**Exercise details:** Please switch "lookup" to "locate" in the records from the line with "lookup brown murky water" through the end of the records, and write out only those lines with everything else unchanged.

(Rows from a dataset)
START

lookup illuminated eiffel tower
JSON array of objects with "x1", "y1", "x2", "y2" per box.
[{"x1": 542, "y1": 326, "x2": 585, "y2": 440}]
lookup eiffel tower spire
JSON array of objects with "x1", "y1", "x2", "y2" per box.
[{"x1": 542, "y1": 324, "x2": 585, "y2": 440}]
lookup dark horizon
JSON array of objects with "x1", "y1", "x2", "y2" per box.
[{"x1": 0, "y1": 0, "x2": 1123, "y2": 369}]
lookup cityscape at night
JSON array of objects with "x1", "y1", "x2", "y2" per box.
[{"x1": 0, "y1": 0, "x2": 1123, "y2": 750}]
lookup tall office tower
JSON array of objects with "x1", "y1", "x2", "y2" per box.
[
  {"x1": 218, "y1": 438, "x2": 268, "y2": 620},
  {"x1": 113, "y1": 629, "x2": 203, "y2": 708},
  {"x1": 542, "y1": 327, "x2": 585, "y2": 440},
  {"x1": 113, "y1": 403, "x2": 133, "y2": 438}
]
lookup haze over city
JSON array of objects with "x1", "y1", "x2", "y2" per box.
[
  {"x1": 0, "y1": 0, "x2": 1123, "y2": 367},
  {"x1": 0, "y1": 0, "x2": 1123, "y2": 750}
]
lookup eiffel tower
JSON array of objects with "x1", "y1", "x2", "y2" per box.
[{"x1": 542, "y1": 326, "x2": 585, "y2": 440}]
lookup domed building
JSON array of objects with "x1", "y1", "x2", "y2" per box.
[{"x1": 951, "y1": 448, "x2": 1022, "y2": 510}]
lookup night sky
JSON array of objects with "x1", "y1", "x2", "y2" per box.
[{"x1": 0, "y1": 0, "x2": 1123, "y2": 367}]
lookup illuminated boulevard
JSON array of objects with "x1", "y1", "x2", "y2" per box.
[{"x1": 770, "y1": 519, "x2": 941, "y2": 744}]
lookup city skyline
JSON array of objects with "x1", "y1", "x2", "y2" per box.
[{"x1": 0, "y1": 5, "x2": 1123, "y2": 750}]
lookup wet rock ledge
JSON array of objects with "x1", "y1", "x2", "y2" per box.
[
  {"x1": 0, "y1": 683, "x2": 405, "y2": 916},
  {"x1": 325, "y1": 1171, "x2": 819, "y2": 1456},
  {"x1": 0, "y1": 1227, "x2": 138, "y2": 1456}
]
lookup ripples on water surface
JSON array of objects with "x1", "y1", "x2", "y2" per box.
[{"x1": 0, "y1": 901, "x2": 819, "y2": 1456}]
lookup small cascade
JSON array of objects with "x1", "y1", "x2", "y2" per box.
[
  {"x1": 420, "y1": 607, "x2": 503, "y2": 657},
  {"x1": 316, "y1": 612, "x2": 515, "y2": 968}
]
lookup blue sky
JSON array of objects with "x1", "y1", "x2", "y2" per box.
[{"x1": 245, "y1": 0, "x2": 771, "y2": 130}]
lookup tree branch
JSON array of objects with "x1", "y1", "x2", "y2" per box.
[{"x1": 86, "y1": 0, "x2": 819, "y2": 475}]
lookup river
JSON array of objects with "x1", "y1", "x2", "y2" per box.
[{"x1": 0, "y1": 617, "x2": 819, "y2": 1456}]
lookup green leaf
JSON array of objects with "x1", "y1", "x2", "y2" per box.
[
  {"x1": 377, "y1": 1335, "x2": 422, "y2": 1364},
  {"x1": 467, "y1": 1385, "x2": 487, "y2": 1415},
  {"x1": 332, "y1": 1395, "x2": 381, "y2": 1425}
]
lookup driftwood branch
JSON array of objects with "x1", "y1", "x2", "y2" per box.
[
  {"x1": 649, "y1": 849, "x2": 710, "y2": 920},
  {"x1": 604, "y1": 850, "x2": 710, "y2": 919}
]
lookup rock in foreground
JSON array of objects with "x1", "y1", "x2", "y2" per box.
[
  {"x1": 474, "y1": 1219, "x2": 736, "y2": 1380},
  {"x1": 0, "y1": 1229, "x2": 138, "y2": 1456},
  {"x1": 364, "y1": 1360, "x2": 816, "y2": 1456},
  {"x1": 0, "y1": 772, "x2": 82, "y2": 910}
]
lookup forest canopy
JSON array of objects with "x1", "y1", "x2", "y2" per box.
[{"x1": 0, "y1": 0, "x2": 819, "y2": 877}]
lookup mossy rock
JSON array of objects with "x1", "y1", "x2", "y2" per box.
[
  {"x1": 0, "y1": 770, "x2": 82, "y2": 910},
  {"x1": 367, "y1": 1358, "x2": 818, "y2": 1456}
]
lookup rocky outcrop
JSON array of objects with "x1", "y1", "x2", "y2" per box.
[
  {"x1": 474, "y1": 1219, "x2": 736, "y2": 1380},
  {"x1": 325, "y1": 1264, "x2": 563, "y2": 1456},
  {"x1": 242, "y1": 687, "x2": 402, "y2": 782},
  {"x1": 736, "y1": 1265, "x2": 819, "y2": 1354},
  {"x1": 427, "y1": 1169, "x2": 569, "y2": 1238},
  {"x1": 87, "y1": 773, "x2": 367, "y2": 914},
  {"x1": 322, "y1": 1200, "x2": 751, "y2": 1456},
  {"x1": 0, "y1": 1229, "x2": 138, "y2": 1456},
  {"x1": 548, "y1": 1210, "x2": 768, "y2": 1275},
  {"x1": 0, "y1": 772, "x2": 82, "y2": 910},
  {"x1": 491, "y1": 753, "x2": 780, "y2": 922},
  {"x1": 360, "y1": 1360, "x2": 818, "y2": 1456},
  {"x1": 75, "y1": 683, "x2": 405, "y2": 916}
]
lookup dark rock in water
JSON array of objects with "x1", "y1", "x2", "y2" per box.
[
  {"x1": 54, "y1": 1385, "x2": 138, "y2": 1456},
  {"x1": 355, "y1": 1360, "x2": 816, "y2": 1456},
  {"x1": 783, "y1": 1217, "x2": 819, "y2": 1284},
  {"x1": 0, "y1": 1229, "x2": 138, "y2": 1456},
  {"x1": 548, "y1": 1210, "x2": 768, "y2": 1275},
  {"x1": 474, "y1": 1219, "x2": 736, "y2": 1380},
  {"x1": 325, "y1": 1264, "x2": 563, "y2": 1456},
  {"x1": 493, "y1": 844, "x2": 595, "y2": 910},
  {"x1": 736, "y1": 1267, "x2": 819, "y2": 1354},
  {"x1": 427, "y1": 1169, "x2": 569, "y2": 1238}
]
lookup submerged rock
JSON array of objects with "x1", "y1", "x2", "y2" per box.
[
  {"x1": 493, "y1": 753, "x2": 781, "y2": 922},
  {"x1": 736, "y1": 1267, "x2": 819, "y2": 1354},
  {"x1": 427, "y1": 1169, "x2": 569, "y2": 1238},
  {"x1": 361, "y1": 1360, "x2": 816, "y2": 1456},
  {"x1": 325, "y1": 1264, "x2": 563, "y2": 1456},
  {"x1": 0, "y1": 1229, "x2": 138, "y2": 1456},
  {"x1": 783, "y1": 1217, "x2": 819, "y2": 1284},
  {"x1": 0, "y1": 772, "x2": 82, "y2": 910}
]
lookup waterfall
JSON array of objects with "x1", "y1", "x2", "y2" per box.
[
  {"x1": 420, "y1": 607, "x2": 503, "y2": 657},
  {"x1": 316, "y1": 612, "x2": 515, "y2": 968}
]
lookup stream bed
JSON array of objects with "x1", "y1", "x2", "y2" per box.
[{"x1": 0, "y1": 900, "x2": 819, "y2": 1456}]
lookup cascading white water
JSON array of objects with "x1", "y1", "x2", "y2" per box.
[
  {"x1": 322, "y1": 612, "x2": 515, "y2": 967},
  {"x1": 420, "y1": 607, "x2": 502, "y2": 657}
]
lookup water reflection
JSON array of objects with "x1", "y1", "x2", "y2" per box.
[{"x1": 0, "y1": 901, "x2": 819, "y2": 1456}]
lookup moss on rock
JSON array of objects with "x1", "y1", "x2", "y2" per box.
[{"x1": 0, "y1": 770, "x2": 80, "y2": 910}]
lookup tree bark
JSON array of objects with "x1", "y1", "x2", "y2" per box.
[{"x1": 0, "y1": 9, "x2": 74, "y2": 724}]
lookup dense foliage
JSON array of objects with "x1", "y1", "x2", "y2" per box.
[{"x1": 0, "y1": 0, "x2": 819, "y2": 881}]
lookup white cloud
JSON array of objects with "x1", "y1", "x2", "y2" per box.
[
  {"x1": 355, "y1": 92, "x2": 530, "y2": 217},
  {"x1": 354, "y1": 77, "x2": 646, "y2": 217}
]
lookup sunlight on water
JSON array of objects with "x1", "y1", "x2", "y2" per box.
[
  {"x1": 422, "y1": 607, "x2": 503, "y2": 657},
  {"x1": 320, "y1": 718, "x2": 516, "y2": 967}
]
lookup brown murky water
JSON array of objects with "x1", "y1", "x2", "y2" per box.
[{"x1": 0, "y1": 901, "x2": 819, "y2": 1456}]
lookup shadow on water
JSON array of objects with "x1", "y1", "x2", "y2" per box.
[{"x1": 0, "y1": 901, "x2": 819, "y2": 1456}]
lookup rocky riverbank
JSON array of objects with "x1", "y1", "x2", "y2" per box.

END

**Problem solution:**
locate brown murky water
JSON array of objects with "x1", "y1", "x2", "y2" per box.
[{"x1": 0, "y1": 901, "x2": 819, "y2": 1456}]
locate shadow on water
JSON array of objects with "x1", "y1", "x2", "y2" per box.
[{"x1": 0, "y1": 901, "x2": 819, "y2": 1456}]
locate rocky riverbank
JSON array of objects with "x1", "y1", "x2", "y2" per box.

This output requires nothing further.